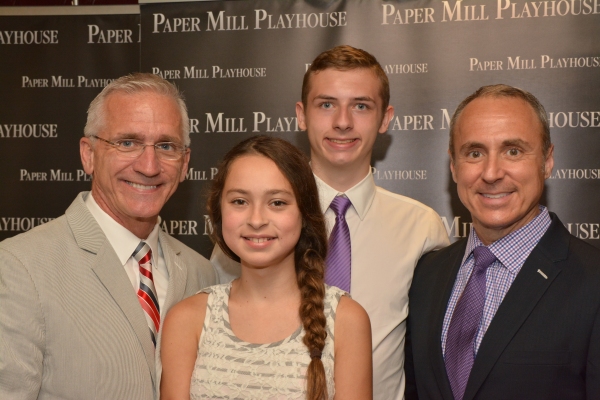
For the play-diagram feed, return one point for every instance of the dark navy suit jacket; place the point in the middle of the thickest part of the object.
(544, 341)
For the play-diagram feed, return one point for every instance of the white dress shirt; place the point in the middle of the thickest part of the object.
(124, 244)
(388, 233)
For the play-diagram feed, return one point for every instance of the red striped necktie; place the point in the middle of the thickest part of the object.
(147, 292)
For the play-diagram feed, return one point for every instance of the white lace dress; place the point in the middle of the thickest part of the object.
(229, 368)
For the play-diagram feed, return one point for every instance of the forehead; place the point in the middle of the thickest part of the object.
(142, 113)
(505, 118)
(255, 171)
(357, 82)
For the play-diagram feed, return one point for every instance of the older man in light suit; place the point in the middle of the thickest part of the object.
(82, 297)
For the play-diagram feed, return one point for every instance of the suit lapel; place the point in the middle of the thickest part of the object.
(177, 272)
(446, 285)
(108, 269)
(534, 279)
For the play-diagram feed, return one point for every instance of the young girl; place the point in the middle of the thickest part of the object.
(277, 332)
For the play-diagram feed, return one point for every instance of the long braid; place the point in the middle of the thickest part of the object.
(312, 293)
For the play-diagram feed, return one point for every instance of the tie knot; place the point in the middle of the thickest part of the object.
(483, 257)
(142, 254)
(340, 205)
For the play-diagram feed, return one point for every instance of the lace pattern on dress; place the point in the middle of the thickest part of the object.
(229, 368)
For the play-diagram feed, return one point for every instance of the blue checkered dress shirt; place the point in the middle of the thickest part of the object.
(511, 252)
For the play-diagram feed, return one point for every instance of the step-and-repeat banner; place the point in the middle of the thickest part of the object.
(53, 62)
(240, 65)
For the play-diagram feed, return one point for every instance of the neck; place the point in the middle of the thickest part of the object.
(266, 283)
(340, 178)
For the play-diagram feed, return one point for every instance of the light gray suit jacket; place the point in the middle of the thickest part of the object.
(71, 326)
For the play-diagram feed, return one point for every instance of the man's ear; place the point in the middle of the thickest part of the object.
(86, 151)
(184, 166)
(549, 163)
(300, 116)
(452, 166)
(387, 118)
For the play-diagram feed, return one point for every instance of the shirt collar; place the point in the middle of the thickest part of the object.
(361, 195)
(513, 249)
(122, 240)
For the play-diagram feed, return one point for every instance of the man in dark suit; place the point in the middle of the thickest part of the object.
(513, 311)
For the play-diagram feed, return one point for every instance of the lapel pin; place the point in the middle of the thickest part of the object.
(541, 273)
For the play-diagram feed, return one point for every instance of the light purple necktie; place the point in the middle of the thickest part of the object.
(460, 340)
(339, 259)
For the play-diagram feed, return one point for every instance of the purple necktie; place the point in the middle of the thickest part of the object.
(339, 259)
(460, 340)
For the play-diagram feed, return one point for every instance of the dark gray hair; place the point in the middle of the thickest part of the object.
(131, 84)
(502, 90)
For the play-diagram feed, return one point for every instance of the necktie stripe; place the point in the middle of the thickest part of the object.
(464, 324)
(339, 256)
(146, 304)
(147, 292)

########################################

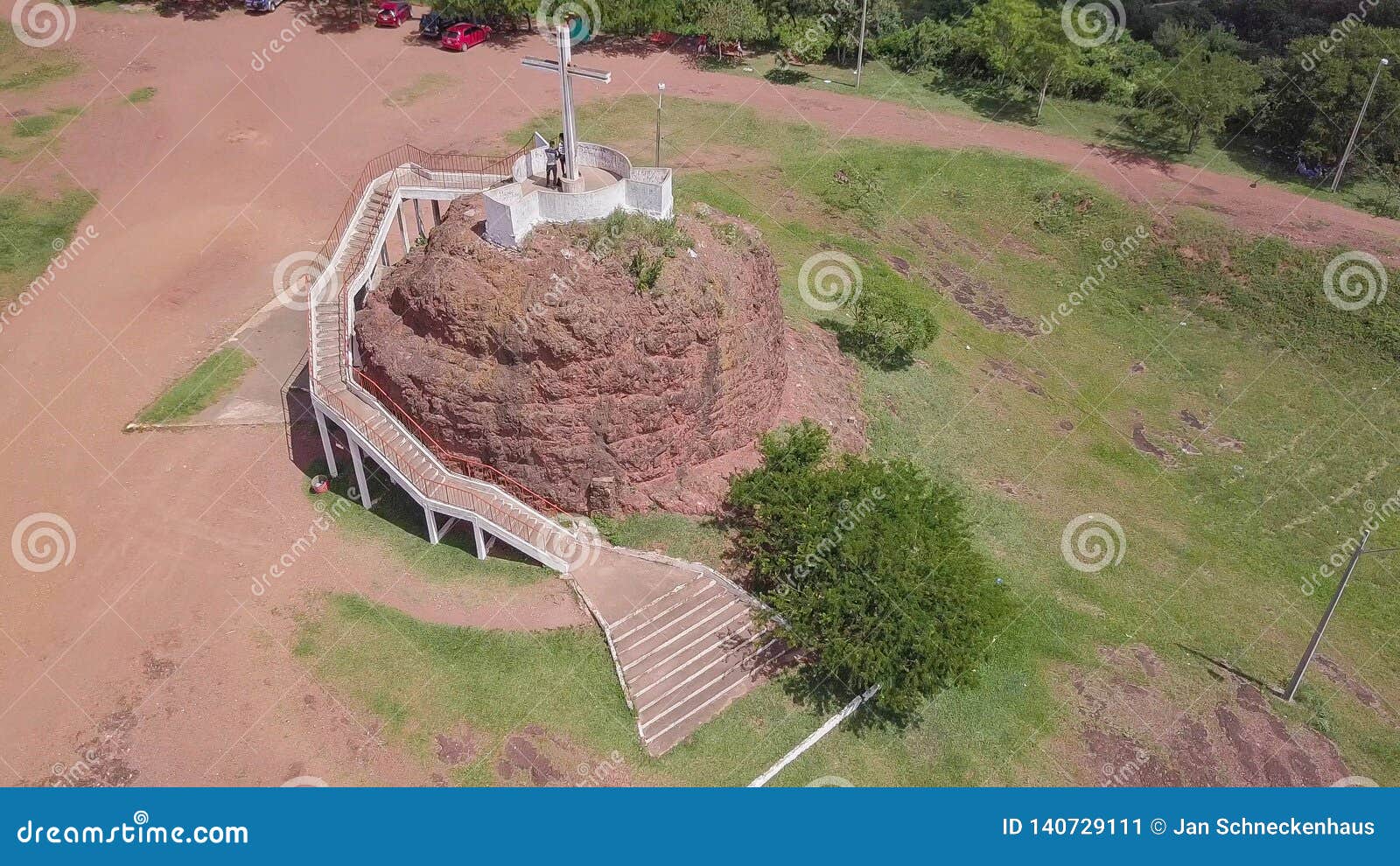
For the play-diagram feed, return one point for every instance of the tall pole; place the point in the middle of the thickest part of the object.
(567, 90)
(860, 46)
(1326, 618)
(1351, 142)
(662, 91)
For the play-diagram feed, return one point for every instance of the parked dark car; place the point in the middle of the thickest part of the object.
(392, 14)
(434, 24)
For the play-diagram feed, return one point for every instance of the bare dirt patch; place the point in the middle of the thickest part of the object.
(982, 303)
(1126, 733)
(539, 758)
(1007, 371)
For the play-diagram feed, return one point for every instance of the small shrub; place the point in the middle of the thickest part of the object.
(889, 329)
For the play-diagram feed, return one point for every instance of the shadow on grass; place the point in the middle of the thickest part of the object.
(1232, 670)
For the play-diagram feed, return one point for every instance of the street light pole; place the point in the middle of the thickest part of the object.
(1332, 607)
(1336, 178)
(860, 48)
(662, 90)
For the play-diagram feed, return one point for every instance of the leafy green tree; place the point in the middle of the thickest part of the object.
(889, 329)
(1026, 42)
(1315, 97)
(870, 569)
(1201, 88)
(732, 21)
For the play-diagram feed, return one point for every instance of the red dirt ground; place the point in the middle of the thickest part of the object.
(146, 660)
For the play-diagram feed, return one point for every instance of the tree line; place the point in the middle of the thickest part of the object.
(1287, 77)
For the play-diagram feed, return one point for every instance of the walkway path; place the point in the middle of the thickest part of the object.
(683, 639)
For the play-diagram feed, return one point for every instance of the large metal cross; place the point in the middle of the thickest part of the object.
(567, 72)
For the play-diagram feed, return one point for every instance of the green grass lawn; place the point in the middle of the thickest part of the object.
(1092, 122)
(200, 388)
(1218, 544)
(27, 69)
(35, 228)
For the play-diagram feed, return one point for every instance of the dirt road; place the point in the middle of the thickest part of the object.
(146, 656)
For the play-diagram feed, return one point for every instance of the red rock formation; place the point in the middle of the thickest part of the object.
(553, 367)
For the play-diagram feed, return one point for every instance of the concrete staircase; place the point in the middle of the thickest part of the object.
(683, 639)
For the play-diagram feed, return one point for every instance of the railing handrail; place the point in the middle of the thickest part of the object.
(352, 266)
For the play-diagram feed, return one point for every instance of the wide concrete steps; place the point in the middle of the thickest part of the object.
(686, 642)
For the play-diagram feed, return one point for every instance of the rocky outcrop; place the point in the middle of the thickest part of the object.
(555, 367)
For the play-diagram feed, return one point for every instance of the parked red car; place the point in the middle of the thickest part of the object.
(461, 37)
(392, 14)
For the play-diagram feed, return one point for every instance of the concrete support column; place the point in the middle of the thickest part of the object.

########################################

#### Exercise goal
Which lines in the data above contain the word "grass"? Sift them out and copy each one in full.

#### Solved exercise
For the play-diagram feed, return one point for every instance of the shadow on grass; place the point in the middle of the thickest part of the object.
For the play-diagram feed, return one point for every instance of the green grass lawn; place the point in the middle of the thickest part of the object.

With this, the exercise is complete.